── TEXTE À LIRE

L’annonce est tombée vendredi 16 octobre en fin d’après-midi : la fusion entre les groupes TF1 et M6 est enterrée par ses instigateurs car, au vu des conditions probablement imposées par l’Autorité de la concurrence (ADLC) – les fameux « remèdes » sensés préserver la concurrence -, elle n’aurait simplement « plus aucune logique industrielle » ! Les deux jours d’audition à l’instance de régulation, les 5 et 6 septembre, ont suffi à convaincre Bouygues et RTL Group que « seuls des remèdes structurels concernant a minima la cession de la chaîne TF1 ou de la chaîne M6 » seraient de nature à permettre son autorisation. Inenvisageable pour l’un comme pour l’autre, tant sur le plan économique – la fusion aurait dû permettre des synergies de 250 à 350 millions d’euros – que symbolique… « En accord avec les autres parties », Bouygues a donc décidé de mettre fin au processus d’examen de la fusion devant l’autorité de régulation, dont le verdict sur ce dossier était attendu pour le 17 octobre. Une décision radicale sur un dossier qui semblait très mal engagé depuis juillet, quand les services d’instruction de l’ADLC avaient rendu un rapport « pas favorable » au rapprochement entre les deux groupes audiovisuels.

────

_ÉNONCÉ 1_
Résumez le texte sur l'abandon de la fusion entre TF1 et M6 en deux phrases.
Le texte et les lignes proviennent de sources sans rapport entre elles.

── DONNÉES FOURNIES

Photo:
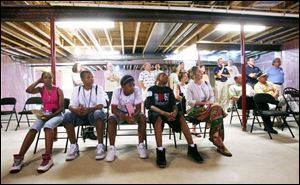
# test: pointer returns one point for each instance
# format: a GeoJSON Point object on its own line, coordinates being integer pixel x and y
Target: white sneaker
{"type": "Point", "coordinates": [73, 152]}
{"type": "Point", "coordinates": [142, 151]}
{"type": "Point", "coordinates": [111, 153]}
{"type": "Point", "coordinates": [100, 152]}
{"type": "Point", "coordinates": [46, 164]}
{"type": "Point", "coordinates": [17, 165]}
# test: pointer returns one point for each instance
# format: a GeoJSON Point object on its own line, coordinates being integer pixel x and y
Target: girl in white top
{"type": "Point", "coordinates": [126, 107]}
{"type": "Point", "coordinates": [201, 98]}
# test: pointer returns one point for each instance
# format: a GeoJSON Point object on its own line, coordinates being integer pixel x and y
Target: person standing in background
{"type": "Point", "coordinates": [146, 79]}
{"type": "Point", "coordinates": [221, 77]}
{"type": "Point", "coordinates": [156, 70]}
{"type": "Point", "coordinates": [76, 69]}
{"type": "Point", "coordinates": [276, 75]}
{"type": "Point", "coordinates": [111, 78]}
{"type": "Point", "coordinates": [173, 78]}
{"type": "Point", "coordinates": [233, 70]}
{"type": "Point", "coordinates": [251, 72]}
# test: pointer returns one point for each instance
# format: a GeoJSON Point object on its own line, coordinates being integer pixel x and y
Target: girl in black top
{"type": "Point", "coordinates": [161, 103]}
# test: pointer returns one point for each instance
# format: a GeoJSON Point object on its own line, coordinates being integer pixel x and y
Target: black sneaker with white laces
{"type": "Point", "coordinates": [161, 158]}
{"type": "Point", "coordinates": [193, 153]}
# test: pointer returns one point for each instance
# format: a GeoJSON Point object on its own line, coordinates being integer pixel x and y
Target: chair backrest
{"type": "Point", "coordinates": [8, 101]}
{"type": "Point", "coordinates": [293, 97]}
{"type": "Point", "coordinates": [291, 91]}
{"type": "Point", "coordinates": [109, 94]}
{"type": "Point", "coordinates": [67, 103]}
{"type": "Point", "coordinates": [249, 103]}
{"type": "Point", "coordinates": [263, 98]}
{"type": "Point", "coordinates": [34, 100]}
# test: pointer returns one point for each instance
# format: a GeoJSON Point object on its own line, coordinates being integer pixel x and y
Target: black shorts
{"type": "Point", "coordinates": [175, 125]}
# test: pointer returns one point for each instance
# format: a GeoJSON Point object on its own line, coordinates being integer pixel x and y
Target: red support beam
{"type": "Point", "coordinates": [243, 66]}
{"type": "Point", "coordinates": [53, 51]}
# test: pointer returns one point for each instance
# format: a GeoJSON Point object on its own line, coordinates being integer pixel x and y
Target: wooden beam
{"type": "Point", "coordinates": [109, 39]}
{"type": "Point", "coordinates": [149, 36]}
{"type": "Point", "coordinates": [34, 37]}
{"type": "Point", "coordinates": [10, 47]}
{"type": "Point", "coordinates": [263, 33]}
{"type": "Point", "coordinates": [196, 31]}
{"type": "Point", "coordinates": [21, 37]}
{"type": "Point", "coordinates": [136, 35]}
{"type": "Point", "coordinates": [122, 36]}
{"type": "Point", "coordinates": [93, 39]}
{"type": "Point", "coordinates": [276, 35]}
{"type": "Point", "coordinates": [178, 34]}
{"type": "Point", "coordinates": [284, 36]}
{"type": "Point", "coordinates": [23, 46]}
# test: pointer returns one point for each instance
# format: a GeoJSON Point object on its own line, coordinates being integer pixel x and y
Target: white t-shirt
{"type": "Point", "coordinates": [111, 85]}
{"type": "Point", "coordinates": [88, 98]}
{"type": "Point", "coordinates": [147, 78]}
{"type": "Point", "coordinates": [120, 99]}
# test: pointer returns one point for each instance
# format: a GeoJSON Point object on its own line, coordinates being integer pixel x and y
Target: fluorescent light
{"type": "Point", "coordinates": [86, 24]}
{"type": "Point", "coordinates": [237, 27]}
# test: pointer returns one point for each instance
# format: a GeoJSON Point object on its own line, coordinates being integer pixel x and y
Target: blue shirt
{"type": "Point", "coordinates": [275, 75]}
{"type": "Point", "coordinates": [249, 70]}
{"type": "Point", "coordinates": [225, 71]}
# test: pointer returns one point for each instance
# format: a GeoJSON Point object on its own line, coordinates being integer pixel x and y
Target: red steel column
{"type": "Point", "coordinates": [243, 66]}
{"type": "Point", "coordinates": [53, 51]}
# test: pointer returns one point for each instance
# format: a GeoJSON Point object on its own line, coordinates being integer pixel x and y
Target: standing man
{"type": "Point", "coordinates": [146, 79]}
{"type": "Point", "coordinates": [111, 78]}
{"type": "Point", "coordinates": [276, 75]}
{"type": "Point", "coordinates": [221, 77]}
{"type": "Point", "coordinates": [251, 72]}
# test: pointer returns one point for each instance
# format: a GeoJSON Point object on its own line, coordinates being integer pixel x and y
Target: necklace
{"type": "Point", "coordinates": [85, 100]}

────

_ÉNONCÉ 2_
Comptez les lignes fournies qui contiennent le mot "girl", en respectant la casse, et donnez uniquement ce nombre.

_CORRIGÉ 1_
Le vendredi 16 octobre, Bouygues et RTL Group ont renoncé à la fusion entre TF1 et M6, qui n'aurait plus eu de logique industrielle au vu des remèdes probablement imposés par l'Autorité de la concurrence. Après les auditions des 5 et 6 septembre, la cession de la chaîne TF1 ou de la chaîne M6 étant inenvisageable pour l'un comme pour l'autre, Bouygues a mis fin à l'examen du dossier, dont le verdict était attendu pour le 17 octobre.

_CORRIGÉ 2_
2